Task prompt:
Turn the lines below into a Markdown table with two columns, No. and Line. Begin at the line that contains "spot the floor", stop after the line that contains "left=273, top=24, right=626, bottom=329", number each line in order under No., and skip any blank lines.

>>>

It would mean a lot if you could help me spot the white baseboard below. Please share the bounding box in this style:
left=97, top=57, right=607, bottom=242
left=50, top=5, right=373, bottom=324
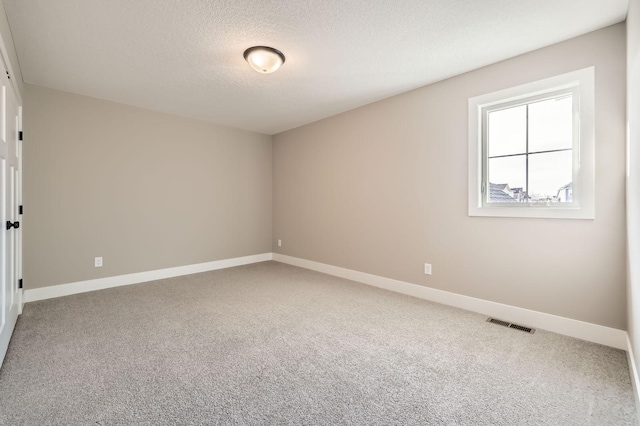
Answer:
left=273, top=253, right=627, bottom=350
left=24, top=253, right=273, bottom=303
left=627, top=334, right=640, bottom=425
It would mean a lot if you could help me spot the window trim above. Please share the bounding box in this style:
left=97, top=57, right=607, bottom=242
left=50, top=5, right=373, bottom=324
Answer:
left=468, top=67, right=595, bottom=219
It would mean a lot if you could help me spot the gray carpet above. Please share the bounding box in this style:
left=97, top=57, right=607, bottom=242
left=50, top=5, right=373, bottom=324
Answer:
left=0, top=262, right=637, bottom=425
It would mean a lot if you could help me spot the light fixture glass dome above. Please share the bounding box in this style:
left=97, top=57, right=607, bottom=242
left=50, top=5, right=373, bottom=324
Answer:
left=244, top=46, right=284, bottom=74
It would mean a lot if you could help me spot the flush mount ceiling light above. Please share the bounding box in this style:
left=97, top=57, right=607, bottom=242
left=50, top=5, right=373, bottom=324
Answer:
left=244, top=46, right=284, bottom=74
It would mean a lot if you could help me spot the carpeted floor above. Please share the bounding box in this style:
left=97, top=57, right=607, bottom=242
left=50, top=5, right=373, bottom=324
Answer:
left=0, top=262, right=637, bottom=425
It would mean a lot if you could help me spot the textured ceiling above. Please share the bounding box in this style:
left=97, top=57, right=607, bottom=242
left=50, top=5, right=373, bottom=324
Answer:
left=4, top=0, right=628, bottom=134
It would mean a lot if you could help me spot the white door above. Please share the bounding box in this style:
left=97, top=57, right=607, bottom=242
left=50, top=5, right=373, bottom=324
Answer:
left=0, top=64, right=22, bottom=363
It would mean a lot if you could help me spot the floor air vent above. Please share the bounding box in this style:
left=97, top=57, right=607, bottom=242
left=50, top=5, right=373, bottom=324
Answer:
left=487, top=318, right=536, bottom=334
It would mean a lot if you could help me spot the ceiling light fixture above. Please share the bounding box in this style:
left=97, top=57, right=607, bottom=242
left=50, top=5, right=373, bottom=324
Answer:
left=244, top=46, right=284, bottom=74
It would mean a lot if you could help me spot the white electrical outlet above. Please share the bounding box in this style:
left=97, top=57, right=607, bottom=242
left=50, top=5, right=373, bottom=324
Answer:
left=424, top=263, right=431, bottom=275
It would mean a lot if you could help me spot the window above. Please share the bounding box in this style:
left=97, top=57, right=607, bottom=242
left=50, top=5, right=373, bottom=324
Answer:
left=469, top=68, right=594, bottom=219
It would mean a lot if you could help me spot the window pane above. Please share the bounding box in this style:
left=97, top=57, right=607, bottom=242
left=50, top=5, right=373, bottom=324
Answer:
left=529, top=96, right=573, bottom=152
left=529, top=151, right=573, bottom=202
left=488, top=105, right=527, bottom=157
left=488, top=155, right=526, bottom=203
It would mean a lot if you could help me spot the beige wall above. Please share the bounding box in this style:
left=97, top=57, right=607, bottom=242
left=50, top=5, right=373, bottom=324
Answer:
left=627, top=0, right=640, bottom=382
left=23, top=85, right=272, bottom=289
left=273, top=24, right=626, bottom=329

<<<
>>>

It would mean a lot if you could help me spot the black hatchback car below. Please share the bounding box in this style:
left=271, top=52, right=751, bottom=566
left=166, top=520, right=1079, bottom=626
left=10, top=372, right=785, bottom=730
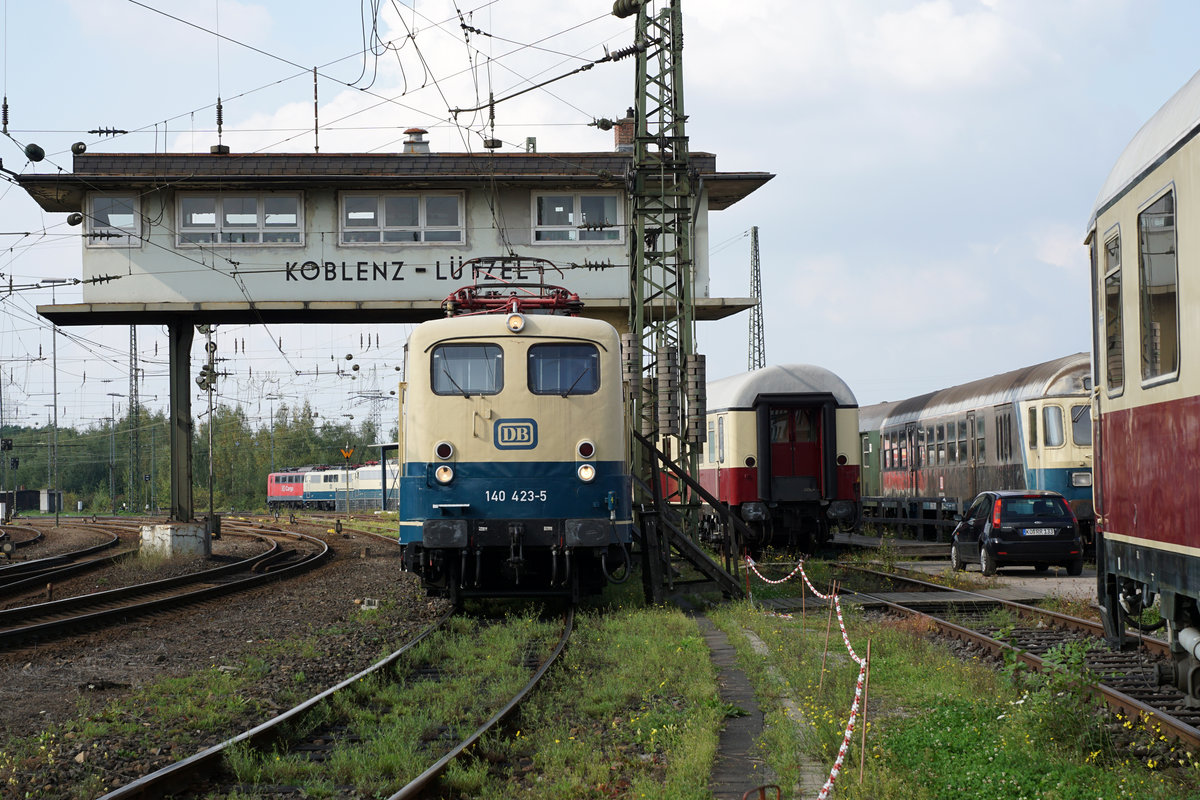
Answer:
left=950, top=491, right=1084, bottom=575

<<<

Solution for this problem:
| No. | Line |
|---|---|
| 1 | It would mean a lot if you could help me spot the floor air vent above. Please share the bounding box in this style: |
| 2 | left=97, top=57, right=607, bottom=242 |
| 3 | left=50, top=5, right=373, bottom=324 |
| 4 | Answer: |
| 5 | left=487, top=318, right=536, bottom=334 |
| 6 | It would mean a lot if you could help me spot the ceiling light fixture above. Please share the bounding box in this style: |
| 7 | left=97, top=57, right=607, bottom=242 |
| 8 | left=50, top=5, right=373, bottom=324 |
| 9 | Answer: |
| 10 | left=244, top=46, right=284, bottom=74 |
| 11 | It would mean a lot if you could help me spot the white electrical outlet above. Please share the bounding box in this style: |
| 12 | left=97, top=57, right=607, bottom=242 |
| 13 | left=50, top=5, right=373, bottom=324 |
| 14 | Answer: |
| 15 | left=424, top=263, right=431, bottom=275 |
| 16 | It would mean a lot if you could help me spot the window above. Please share the bounding box in this style: |
| 17 | left=97, top=57, right=607, bottom=242 |
| 18 | left=50, top=5, right=373, bottom=324 |
| 19 | Answer: |
| 20 | left=469, top=68, right=594, bottom=219 |
| 21 | It would mean a lot if you could help me spot the window pane above. Please share the bounding box in this style: |
| 22 | left=97, top=57, right=607, bottom=242 |
| 23 | left=50, top=5, right=373, bottom=324 |
| 24 | Answer: |
| 25 | left=529, top=96, right=573, bottom=152 |
| 26 | left=529, top=151, right=573, bottom=202 |
| 27 | left=488, top=105, right=527, bottom=157 |
| 28 | left=488, top=155, right=526, bottom=203 |
| 29 | It would mean a lot if you could help me spot the beige wall above. Please share the bounding box in this style: |
| 30 | left=97, top=57, right=607, bottom=242 |
| 31 | left=50, top=5, right=373, bottom=324 |
| 32 | Answer: |
| 33 | left=627, top=0, right=640, bottom=382 |
| 34 | left=23, top=85, right=272, bottom=289 |
| 35 | left=273, top=24, right=626, bottom=329 |